From the records below, please repeat exactly the line that has "(18, 180), (442, 242)", the line that has "headlight of the", and every line between them, and nothing else.

(Data excerpts)
• • •
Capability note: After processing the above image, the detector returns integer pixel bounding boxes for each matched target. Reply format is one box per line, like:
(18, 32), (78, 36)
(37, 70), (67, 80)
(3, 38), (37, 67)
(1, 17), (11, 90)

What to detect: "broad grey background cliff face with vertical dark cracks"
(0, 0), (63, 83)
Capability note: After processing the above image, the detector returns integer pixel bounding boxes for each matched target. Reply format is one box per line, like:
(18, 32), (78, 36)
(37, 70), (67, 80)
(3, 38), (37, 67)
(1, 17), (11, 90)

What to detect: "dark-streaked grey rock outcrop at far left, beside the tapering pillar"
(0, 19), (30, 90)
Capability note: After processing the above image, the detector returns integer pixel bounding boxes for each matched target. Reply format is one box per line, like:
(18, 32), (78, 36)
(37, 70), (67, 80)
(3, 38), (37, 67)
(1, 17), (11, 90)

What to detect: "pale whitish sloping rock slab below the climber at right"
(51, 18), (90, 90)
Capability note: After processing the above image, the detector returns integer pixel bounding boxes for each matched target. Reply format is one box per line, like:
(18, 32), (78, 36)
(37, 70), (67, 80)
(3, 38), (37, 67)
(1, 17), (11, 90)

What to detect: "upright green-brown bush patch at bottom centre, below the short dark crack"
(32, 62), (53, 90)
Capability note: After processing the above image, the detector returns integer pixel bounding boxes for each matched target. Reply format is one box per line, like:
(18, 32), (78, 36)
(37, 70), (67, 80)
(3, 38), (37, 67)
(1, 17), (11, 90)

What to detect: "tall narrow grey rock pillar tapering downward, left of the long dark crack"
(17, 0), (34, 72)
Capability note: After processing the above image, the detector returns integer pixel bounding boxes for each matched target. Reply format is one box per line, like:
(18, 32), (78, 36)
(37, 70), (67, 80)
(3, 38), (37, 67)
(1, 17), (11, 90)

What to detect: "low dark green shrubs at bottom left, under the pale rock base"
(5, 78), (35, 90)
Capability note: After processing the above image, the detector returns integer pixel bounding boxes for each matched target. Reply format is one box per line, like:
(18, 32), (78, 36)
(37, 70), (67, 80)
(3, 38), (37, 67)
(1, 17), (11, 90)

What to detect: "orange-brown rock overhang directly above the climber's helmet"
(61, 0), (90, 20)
• • •
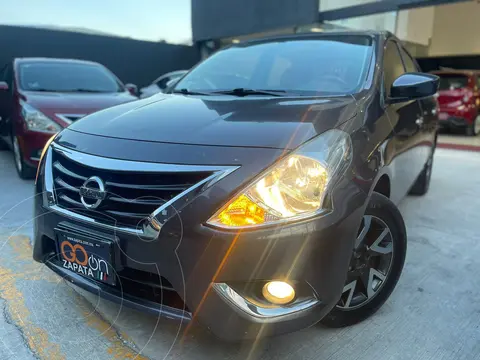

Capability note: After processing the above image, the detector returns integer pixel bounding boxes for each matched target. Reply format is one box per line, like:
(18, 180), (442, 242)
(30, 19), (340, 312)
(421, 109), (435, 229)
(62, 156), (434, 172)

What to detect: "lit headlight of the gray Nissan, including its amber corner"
• • •
> Reply to the exercise
(18, 180), (442, 242)
(30, 19), (340, 312)
(421, 109), (435, 229)
(62, 156), (434, 172)

What to detect: "lit headlight of the gray Nissan, including its amber corner"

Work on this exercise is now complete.